Referring expression pointing data:
+-------+

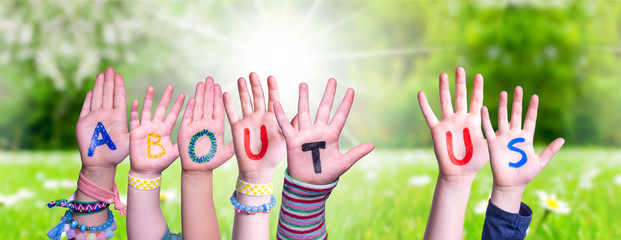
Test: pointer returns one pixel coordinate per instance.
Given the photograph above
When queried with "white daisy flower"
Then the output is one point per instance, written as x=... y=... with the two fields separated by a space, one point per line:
x=550 y=202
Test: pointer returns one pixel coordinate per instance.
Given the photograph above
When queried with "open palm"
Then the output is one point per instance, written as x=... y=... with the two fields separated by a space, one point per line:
x=513 y=158
x=205 y=111
x=105 y=104
x=331 y=163
x=151 y=149
x=459 y=131
x=258 y=125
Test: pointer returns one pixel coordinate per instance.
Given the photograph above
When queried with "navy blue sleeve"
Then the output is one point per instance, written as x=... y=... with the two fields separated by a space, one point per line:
x=505 y=225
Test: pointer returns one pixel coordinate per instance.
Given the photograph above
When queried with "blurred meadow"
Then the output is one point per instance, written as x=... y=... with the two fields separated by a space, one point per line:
x=567 y=52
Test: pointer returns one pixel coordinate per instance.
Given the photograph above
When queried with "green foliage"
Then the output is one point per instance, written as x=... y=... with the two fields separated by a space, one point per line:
x=565 y=52
x=373 y=200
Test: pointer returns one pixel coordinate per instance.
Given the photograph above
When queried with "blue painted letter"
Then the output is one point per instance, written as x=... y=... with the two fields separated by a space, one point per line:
x=512 y=148
x=96 y=142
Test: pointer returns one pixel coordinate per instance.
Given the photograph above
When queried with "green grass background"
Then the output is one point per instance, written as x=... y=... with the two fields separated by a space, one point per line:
x=373 y=200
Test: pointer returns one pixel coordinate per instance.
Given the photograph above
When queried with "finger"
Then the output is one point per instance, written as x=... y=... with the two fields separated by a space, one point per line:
x=108 y=90
x=199 y=95
x=189 y=110
x=516 y=109
x=147 y=104
x=503 y=125
x=303 y=111
x=230 y=110
x=281 y=118
x=97 y=99
x=209 y=97
x=430 y=117
x=172 y=116
x=244 y=97
x=487 y=124
x=294 y=123
x=257 y=93
x=550 y=151
x=120 y=99
x=274 y=95
x=86 y=107
x=461 y=92
x=445 y=97
x=476 y=102
x=531 y=115
x=134 y=122
x=343 y=111
x=325 y=107
x=218 y=106
x=160 y=111
x=353 y=155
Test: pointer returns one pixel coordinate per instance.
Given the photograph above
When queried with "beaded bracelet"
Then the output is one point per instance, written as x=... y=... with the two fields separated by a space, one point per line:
x=252 y=210
x=71 y=227
x=144 y=184
x=80 y=208
x=254 y=189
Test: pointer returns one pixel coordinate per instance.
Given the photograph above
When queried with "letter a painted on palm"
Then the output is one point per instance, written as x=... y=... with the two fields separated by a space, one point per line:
x=263 y=143
x=96 y=142
x=467 y=142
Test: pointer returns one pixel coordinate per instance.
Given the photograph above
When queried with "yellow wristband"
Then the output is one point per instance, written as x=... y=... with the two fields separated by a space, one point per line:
x=144 y=184
x=254 y=189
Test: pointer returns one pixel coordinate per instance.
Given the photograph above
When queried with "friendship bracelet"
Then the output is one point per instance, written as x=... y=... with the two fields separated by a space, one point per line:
x=98 y=193
x=254 y=189
x=252 y=210
x=144 y=184
x=80 y=208
x=71 y=227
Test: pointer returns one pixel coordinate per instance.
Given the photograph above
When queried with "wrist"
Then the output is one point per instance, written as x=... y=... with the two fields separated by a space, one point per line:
x=198 y=174
x=507 y=198
x=145 y=174
x=256 y=177
x=456 y=180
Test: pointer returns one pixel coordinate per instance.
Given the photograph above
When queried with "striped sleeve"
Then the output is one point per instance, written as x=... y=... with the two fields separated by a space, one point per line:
x=302 y=210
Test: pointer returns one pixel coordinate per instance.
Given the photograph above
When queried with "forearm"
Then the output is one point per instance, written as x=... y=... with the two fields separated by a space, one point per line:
x=144 y=214
x=198 y=214
x=446 y=218
x=103 y=177
x=302 y=212
x=253 y=226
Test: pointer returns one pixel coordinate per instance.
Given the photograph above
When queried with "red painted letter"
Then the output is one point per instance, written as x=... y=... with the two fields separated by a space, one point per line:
x=467 y=141
x=263 y=143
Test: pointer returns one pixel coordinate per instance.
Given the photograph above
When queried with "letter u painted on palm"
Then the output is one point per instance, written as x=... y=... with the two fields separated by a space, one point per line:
x=467 y=142
x=264 y=142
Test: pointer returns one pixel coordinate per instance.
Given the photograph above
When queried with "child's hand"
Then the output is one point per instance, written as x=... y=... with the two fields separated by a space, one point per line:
x=203 y=122
x=313 y=154
x=259 y=145
x=458 y=155
x=513 y=158
x=151 y=149
x=106 y=104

+-------+

**Task item:** Reply with one number only, the count of lines above that hold the string "green".

**Answer to the exercise:** 2